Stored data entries
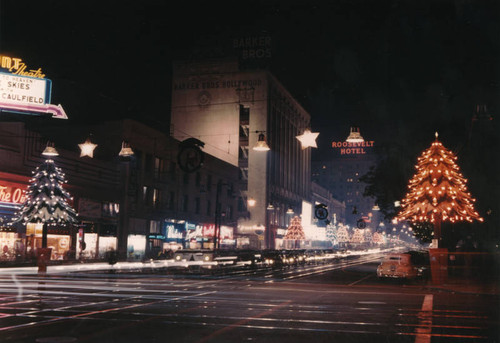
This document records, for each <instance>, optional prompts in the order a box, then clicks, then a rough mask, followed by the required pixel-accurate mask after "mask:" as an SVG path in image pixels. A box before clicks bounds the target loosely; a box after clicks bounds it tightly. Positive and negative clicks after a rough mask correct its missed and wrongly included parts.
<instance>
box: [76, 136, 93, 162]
mask: <svg viewBox="0 0 500 343" xmlns="http://www.w3.org/2000/svg"><path fill="white" fill-rule="evenodd" d="M78 146H79V147H80V150H81V152H80V157H84V156H88V157H90V158H94V149H95V148H96V147H97V144H94V143H92V142H91V141H90V139H89V138H87V140H86V141H85V143H82V144H78Z"/></svg>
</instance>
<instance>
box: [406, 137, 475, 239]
mask: <svg viewBox="0 0 500 343" xmlns="http://www.w3.org/2000/svg"><path fill="white" fill-rule="evenodd" d="M456 160H457V157H456V156H455V155H454V154H453V153H452V152H451V151H450V150H448V149H446V148H445V147H444V146H443V145H442V144H441V142H439V141H438V134H437V133H436V140H435V141H434V142H433V143H432V145H431V146H430V148H428V149H427V150H425V151H424V152H423V153H422V155H421V156H420V157H419V158H418V161H417V165H416V170H417V172H416V174H415V175H413V177H412V179H411V180H410V181H409V184H408V189H409V191H408V193H407V194H406V197H405V198H404V199H403V201H402V203H401V211H400V212H399V214H398V215H397V219H398V220H408V221H411V222H430V223H432V224H434V228H435V230H434V238H435V239H438V240H439V239H440V238H441V223H442V222H444V221H449V222H452V223H455V222H459V221H468V222H473V221H474V220H478V221H481V222H482V221H483V218H481V216H479V214H478V213H477V212H476V210H475V209H474V202H475V201H476V200H475V199H474V198H472V196H471V194H470V193H469V192H468V190H467V179H465V178H464V176H463V175H462V174H461V173H460V169H459V167H458V165H457V164H456Z"/></svg>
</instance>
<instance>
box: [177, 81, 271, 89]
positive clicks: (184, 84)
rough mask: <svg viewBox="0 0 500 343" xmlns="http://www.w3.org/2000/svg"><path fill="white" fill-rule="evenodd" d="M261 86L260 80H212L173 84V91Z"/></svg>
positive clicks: (243, 87)
mask: <svg viewBox="0 0 500 343" xmlns="http://www.w3.org/2000/svg"><path fill="white" fill-rule="evenodd" d="M260 85H262V80H260V79H242V80H240V79H230V80H224V79H222V80H214V81H186V82H176V83H174V90H189V89H217V88H245V87H253V88H255V87H258V86H260Z"/></svg>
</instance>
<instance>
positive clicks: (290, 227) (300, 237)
mask: <svg viewBox="0 0 500 343" xmlns="http://www.w3.org/2000/svg"><path fill="white" fill-rule="evenodd" d="M285 239H291V240H300V239H306V235H305V234H304V229H302V222H301V220H300V218H299V217H297V216H295V217H293V218H292V220H291V221H290V226H289V227H288V230H287V231H286V235H285Z"/></svg>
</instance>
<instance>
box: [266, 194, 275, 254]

How to complete this task:
Only the lines from the one containing "box: [177, 81, 271, 89]" through the final line of the data belong in the answer, repeated exactly.

Response box:
box: [177, 81, 271, 89]
positive clicks: (184, 84)
rough mask: <svg viewBox="0 0 500 343" xmlns="http://www.w3.org/2000/svg"><path fill="white" fill-rule="evenodd" d="M261 86L260 80H212L173 84V91Z"/></svg>
positive clicks: (243, 87)
mask: <svg viewBox="0 0 500 343" xmlns="http://www.w3.org/2000/svg"><path fill="white" fill-rule="evenodd" d="M260 85H262V80H260V79H242V80H240V79H230V80H224V79H222V80H214V81H186V82H176V83H174V90H189V89H217V88H245V87H253V88H255V87H258V86H260Z"/></svg>
</instance>
<instance>
positive clicks: (290, 227) (300, 237)
mask: <svg viewBox="0 0 500 343" xmlns="http://www.w3.org/2000/svg"><path fill="white" fill-rule="evenodd" d="M285 239H291V240H300V239H306V235H305V234H304V229H302V222H301V220H300V218H299V217H297V216H295V217H293V218H292V220H291V221H290V226H289V227H288V230H287V231H286V235H285Z"/></svg>
</instance>
<instance>
box: [266, 194, 275, 254]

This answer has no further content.